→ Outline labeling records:
-*-*-

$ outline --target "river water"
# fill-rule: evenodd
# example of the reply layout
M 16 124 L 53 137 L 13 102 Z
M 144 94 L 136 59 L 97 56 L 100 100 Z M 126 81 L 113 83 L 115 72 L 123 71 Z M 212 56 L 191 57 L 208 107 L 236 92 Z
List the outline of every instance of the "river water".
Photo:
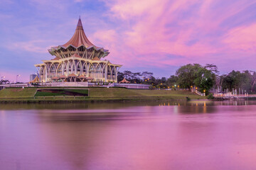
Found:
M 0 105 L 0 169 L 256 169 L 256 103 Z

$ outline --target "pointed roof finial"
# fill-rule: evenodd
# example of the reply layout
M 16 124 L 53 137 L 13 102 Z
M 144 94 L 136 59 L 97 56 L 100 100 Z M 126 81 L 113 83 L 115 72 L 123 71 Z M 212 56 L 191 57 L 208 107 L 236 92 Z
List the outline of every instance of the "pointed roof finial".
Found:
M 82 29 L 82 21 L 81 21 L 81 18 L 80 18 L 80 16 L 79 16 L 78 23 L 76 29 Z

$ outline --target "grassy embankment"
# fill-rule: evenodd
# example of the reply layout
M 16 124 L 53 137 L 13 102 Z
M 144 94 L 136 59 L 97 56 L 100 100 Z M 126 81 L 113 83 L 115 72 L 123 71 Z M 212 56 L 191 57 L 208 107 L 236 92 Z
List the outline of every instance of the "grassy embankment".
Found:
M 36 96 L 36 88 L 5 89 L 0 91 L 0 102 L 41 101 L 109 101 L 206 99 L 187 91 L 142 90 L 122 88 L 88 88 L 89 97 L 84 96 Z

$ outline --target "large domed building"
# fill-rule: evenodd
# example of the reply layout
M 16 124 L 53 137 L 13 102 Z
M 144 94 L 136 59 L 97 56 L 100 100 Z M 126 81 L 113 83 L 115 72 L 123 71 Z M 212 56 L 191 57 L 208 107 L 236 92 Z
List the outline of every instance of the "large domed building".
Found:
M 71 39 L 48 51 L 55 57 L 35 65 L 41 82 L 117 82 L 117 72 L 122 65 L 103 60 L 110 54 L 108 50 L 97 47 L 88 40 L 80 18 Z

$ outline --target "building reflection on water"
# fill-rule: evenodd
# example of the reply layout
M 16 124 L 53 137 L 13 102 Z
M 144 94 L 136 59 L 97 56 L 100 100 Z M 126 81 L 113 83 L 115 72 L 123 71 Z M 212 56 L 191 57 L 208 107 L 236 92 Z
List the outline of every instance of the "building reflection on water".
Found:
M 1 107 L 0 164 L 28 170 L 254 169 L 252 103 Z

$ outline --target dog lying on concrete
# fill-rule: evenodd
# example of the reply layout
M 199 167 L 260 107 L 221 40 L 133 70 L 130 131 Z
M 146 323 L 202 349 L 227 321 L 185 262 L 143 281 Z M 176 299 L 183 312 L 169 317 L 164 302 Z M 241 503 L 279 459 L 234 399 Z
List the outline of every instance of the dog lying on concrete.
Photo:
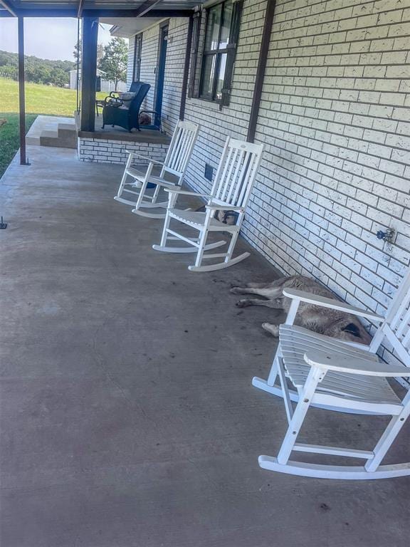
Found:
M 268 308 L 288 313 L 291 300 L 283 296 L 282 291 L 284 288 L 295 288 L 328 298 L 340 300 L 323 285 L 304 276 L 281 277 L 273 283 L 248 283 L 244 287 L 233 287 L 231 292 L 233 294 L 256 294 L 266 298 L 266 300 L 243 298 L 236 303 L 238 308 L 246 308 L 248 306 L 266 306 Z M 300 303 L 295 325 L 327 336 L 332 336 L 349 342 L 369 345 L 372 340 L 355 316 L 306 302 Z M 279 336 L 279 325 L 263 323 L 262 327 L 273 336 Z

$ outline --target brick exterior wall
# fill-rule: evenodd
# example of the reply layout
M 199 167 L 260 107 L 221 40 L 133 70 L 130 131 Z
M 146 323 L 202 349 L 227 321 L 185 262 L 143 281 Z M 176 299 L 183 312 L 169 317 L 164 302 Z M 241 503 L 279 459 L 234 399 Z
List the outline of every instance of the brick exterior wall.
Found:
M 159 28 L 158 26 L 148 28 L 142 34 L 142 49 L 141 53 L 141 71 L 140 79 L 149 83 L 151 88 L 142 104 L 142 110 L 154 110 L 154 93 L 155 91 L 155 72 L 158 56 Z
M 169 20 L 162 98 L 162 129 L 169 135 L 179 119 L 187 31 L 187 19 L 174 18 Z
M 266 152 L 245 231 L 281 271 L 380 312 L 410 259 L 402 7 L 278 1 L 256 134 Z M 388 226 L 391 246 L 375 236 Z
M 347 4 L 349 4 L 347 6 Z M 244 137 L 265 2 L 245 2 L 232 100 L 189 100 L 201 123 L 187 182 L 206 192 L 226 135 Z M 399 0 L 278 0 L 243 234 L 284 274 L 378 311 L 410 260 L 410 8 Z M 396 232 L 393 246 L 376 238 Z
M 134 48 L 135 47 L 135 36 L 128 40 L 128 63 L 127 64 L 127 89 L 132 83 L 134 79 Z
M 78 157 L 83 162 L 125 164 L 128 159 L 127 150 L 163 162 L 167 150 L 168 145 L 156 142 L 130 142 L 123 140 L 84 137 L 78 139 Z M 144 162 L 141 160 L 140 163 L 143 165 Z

-*-*-

→ What the task requires: Please copy out all of the items above word for word, leaving the pictures out.

→ Result of the task:
$ outline --target "river water"
# fill-rule: evenodd
# example of the reply layout
M 16 124 L 53 137 L 13 102 Z
M 144 94 L 136 59 L 97 56 L 100 100 Z M 126 81 L 113 83 L 115 72 L 123 71 Z M 212 56 L 191 57 L 208 107 L 236 92 Z
List the outline of every instance of the "river water".
Photo:
Found:
M 0 105 L 0 169 L 256 169 L 256 103 Z

$ outline --target "pointed roof finial"
# fill-rule: evenodd
# example of the reply layout
M 16 124 L 53 137 L 13 102 Z
M 144 94 L 136 59 L 97 56 L 100 100 Z M 126 81 L 113 83 L 115 72 L 123 71 Z M 212 56 L 191 57 L 208 107 L 236 92 Z
List the outline of every instance of the "pointed roof finial".
Found:
M 82 29 L 82 21 L 81 21 L 81 18 L 80 18 L 80 16 L 79 16 L 78 23 L 76 29 Z

$ outline --target "grassy embankment"
# fill-rule: evenodd
# example of the reply layout
M 16 124 L 53 137 L 13 102 Z
M 144 94 L 136 59 L 97 56 L 100 100 Z M 126 81 L 113 83 L 115 72 L 123 71 Z M 212 56 L 191 57 L 208 107 L 236 92 Z
List the outline of every instance of the "grassy embankment".
Found:
M 36 96 L 36 88 L 5 89 L 0 91 L 0 102 L 41 101 L 109 101 L 206 99 L 187 91 L 142 90 L 122 88 L 88 88 L 89 97 L 84 96 Z

$ outline --target "large domed building"
# fill-rule: evenodd
# example of the reply layout
M 16 124 L 53 137 L 13 102 Z
M 144 94 L 136 59 L 97 56 L 100 100 Z M 126 81 L 113 83 L 115 72 L 123 71 Z M 212 56 L 191 57 L 208 107 L 236 92 Z
List the outline of every instance of the "large domed building".
Found:
M 71 39 L 48 51 L 55 57 L 35 65 L 41 82 L 117 82 L 117 72 L 122 65 L 103 60 L 110 54 L 108 50 L 97 47 L 88 40 L 80 18 Z

$ outline --target "building reflection on water"
# fill-rule: evenodd
# example of the reply layout
M 16 124 L 53 137 L 13 102 Z
M 144 94 L 136 59 L 97 56 L 100 100 Z M 126 81 L 113 83 L 115 72 L 123 71 Z M 212 56 L 191 57 L 208 107 L 236 92 Z
List the outline of every instance of the "building reflection on water".
Found:
M 1 107 L 0 164 L 28 170 L 254 169 L 252 103 Z

$ outline --target dog lying on concrete
# fill-rule: evenodd
# example of the reply layout
M 199 167 L 260 107 L 221 40 L 133 70 L 130 131 Z
M 146 323 L 202 349 L 227 321 L 185 262 L 143 281 Z M 176 299 L 183 312 L 169 317 L 164 302 Z M 241 503 L 279 459 L 234 399 Z
List the outline of every instance of the dog lying on concrete.
Photo:
Found:
M 268 308 L 288 313 L 291 300 L 283 296 L 282 291 L 284 288 L 295 288 L 328 298 L 340 300 L 323 285 L 304 276 L 281 277 L 273 283 L 248 283 L 244 287 L 233 287 L 231 292 L 233 294 L 256 294 L 266 298 L 266 300 L 243 298 L 236 303 L 238 308 L 246 308 L 248 306 L 266 306 Z M 300 303 L 295 325 L 327 336 L 332 336 L 349 342 L 369 345 L 372 340 L 355 316 L 306 302 Z M 279 336 L 279 325 L 263 323 L 262 327 L 273 336 Z

$ outline --target brick exterior wall
# fill-rule: evenodd
# example of the reply layout
M 199 167 L 260 107 L 221 40 L 133 70 L 130 131 Z
M 146 323 L 202 349 L 227 321 L 185 262 L 143 281 Z M 176 299 L 183 312 L 169 317 L 164 302 Z M 241 503 L 279 459 L 234 399 Z
List the outline of every instance of the brick exterior wall.
Found:
M 159 28 L 158 26 L 148 28 L 142 34 L 142 49 L 141 53 L 141 71 L 140 79 L 149 83 L 151 88 L 142 104 L 142 110 L 154 110 L 154 93 L 155 91 L 155 72 L 158 56 Z
M 169 20 L 162 98 L 162 129 L 169 135 L 179 119 L 187 31 L 187 19 L 174 18 Z
M 266 152 L 245 231 L 281 271 L 380 312 L 410 259 L 402 7 L 278 1 L 256 134 Z M 388 226 L 391 246 L 375 236 Z
M 347 4 L 349 4 L 347 6 Z M 244 137 L 265 2 L 245 2 L 232 100 L 189 100 L 201 123 L 187 182 L 206 192 L 226 135 Z M 399 0 L 278 0 L 243 234 L 284 274 L 378 311 L 410 260 L 410 8 Z M 396 232 L 393 246 L 376 238 Z
M 134 48 L 135 47 L 135 36 L 128 40 L 128 63 L 127 64 L 127 89 L 132 83 L 134 79 Z
M 78 157 L 83 162 L 125 164 L 128 159 L 127 150 L 163 162 L 167 150 L 168 145 L 156 142 L 130 142 L 123 140 L 84 137 L 78 139 Z M 144 162 L 141 160 L 140 163 L 143 165 Z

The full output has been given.